**Task details:**
List each line of the data that holds the string "grey", please.
'''
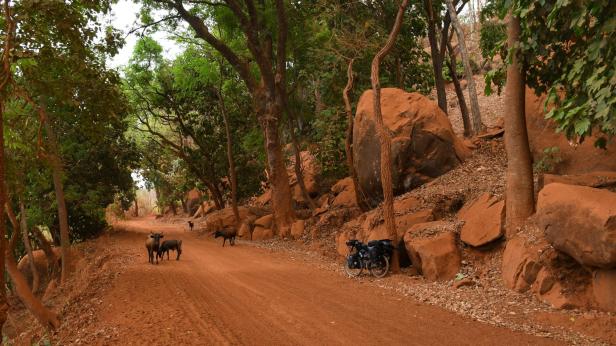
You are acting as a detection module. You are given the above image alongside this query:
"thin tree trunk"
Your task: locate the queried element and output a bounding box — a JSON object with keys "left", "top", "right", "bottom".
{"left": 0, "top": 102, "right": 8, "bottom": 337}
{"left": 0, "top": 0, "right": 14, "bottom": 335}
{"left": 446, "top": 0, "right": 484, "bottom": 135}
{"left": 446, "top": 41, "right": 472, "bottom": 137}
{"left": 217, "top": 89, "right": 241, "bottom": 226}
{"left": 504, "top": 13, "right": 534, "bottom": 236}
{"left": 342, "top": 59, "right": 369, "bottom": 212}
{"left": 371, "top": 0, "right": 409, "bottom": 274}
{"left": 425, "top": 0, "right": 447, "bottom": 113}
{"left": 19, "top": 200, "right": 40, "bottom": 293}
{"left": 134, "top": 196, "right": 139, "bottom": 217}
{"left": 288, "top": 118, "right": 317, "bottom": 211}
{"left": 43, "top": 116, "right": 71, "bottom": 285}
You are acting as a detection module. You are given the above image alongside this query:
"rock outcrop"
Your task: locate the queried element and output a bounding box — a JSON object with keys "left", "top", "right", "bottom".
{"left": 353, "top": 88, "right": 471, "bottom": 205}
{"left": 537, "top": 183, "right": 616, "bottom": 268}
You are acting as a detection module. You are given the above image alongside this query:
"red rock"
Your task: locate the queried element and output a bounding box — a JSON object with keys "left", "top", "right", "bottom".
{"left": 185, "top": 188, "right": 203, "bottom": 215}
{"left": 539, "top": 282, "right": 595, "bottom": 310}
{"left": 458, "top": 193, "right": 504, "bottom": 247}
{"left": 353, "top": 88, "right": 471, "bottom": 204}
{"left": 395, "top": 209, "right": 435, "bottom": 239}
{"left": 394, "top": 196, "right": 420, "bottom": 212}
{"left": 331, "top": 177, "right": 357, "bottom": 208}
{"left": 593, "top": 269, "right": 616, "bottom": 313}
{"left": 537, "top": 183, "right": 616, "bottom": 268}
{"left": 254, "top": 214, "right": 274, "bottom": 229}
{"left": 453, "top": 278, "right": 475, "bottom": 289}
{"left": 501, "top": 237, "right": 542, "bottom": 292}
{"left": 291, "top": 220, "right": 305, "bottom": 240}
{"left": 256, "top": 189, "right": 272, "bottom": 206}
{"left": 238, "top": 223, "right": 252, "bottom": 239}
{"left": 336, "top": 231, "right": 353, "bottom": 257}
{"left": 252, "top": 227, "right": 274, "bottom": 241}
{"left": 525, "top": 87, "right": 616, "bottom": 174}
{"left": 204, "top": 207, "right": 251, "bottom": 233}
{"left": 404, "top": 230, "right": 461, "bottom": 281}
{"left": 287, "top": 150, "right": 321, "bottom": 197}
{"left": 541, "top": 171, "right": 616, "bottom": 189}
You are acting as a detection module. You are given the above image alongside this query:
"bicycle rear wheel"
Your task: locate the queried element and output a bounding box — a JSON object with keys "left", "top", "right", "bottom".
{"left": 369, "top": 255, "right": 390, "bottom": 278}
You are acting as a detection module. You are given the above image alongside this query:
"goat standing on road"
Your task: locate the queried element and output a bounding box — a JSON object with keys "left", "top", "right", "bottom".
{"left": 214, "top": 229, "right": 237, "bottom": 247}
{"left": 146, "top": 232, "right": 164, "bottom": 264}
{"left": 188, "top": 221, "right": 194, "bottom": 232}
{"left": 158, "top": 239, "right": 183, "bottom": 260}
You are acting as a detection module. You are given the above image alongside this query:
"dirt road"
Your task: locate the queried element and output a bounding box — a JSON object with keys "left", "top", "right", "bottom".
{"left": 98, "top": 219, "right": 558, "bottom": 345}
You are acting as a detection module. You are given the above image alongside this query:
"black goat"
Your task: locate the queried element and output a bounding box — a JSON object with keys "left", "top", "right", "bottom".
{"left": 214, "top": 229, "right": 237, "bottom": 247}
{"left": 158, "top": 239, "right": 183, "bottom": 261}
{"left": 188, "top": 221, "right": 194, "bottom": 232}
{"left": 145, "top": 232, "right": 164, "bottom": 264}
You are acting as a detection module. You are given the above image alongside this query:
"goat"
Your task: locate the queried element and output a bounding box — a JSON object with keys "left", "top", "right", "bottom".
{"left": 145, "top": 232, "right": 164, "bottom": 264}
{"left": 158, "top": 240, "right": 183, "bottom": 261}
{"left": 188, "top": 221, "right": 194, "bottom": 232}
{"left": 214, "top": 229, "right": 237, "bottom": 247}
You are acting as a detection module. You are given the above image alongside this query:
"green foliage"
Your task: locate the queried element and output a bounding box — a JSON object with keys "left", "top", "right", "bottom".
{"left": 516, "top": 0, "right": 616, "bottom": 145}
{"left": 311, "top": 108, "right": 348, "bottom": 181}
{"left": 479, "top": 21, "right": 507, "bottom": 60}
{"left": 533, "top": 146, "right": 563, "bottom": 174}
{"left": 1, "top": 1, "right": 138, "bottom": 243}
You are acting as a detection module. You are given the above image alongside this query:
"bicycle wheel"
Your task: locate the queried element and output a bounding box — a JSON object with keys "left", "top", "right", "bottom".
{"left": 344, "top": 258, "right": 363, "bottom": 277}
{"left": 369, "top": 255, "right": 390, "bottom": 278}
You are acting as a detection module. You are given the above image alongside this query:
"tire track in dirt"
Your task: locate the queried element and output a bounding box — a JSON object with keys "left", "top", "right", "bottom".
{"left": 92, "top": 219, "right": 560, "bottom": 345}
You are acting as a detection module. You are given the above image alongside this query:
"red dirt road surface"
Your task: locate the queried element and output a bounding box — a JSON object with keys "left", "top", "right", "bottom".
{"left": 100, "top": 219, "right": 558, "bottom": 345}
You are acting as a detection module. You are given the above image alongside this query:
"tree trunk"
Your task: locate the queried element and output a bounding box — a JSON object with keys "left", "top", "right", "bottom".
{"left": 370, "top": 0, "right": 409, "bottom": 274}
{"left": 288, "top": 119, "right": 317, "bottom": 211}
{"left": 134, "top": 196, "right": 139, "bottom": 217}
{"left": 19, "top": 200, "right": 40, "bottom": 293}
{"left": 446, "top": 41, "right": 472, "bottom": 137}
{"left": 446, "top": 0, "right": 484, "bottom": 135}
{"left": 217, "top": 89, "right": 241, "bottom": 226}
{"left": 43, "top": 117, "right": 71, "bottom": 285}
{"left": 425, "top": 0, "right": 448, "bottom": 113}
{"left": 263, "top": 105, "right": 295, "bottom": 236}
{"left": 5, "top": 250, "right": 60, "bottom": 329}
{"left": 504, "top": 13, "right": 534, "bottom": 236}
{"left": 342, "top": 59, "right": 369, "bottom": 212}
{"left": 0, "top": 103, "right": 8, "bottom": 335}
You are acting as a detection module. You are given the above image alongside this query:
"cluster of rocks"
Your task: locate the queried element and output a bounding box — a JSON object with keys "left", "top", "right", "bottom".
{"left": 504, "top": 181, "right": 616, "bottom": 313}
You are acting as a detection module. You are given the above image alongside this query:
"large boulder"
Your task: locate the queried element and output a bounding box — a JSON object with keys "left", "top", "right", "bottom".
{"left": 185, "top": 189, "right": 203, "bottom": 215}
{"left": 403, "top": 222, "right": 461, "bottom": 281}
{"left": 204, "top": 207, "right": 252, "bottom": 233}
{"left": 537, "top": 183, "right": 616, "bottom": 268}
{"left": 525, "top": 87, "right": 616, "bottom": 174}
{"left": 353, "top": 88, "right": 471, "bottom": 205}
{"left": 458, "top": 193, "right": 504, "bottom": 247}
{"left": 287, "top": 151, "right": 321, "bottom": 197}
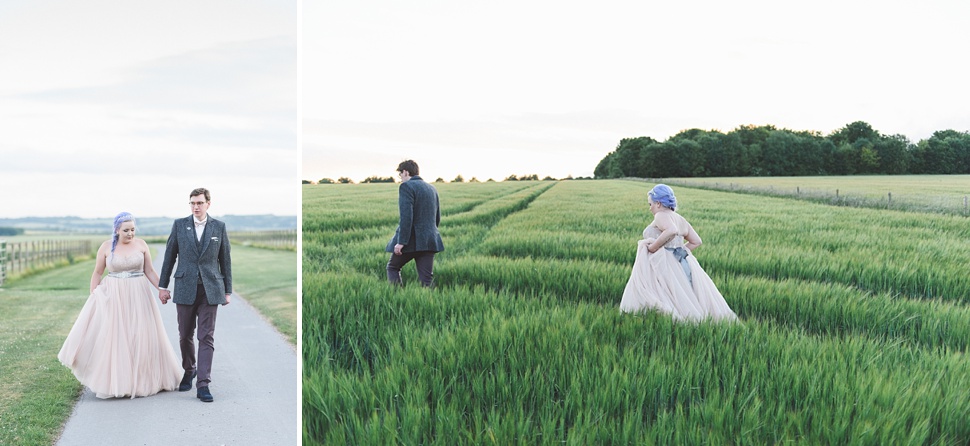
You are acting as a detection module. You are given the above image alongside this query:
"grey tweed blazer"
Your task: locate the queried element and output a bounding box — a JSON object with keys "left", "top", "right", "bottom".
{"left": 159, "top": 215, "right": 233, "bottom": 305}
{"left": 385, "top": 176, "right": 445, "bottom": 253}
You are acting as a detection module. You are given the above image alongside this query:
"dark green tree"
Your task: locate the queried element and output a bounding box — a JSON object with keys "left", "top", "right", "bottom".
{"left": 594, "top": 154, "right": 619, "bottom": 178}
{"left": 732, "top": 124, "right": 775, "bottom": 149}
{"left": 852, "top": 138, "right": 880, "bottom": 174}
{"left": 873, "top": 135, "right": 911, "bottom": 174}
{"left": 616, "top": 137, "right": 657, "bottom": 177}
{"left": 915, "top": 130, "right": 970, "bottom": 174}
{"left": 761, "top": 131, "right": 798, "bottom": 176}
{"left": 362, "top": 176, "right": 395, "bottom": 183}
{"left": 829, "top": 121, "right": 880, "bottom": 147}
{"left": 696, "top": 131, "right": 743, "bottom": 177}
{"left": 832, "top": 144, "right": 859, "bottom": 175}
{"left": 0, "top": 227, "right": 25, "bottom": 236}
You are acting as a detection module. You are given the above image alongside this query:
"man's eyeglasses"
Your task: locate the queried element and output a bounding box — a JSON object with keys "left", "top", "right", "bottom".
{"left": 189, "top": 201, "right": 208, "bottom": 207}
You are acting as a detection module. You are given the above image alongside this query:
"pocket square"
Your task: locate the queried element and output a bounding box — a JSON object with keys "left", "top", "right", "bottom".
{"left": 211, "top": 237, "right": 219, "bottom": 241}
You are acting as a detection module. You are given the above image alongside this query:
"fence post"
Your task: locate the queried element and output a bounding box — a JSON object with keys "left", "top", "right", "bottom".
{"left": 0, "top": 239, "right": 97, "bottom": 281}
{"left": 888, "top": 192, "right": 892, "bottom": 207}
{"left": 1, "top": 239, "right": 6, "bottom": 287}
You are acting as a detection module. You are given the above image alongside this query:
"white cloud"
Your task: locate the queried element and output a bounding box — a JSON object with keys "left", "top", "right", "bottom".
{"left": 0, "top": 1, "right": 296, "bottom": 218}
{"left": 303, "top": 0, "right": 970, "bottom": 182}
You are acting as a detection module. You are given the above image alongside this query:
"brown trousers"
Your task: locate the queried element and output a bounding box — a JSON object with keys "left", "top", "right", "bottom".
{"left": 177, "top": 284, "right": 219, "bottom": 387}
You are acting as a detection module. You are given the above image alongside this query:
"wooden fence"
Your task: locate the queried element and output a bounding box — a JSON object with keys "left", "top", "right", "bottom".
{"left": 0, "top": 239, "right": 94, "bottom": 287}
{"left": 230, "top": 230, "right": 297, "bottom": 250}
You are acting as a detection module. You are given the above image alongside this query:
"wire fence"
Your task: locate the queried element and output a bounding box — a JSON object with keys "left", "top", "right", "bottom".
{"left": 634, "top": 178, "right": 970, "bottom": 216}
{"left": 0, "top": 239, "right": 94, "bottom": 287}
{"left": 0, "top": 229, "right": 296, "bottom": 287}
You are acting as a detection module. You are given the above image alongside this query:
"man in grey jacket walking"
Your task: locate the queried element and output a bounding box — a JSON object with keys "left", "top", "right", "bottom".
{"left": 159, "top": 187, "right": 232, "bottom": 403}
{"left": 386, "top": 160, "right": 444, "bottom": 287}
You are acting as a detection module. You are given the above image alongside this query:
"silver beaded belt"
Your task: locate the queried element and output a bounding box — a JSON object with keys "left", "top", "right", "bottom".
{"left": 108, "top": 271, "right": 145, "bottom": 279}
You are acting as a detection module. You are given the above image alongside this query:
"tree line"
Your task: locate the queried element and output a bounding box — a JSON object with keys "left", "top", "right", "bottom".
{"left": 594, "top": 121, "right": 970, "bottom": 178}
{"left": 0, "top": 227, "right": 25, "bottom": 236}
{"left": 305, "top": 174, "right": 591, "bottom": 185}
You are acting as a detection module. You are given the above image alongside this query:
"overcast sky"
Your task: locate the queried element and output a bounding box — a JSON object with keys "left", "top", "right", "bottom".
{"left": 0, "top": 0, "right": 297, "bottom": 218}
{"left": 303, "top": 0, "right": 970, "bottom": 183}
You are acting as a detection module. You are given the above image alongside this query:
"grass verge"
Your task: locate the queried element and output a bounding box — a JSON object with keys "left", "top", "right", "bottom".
'''
**Solution below:**
"grey tweed blazer"
"man in grey jacket walking"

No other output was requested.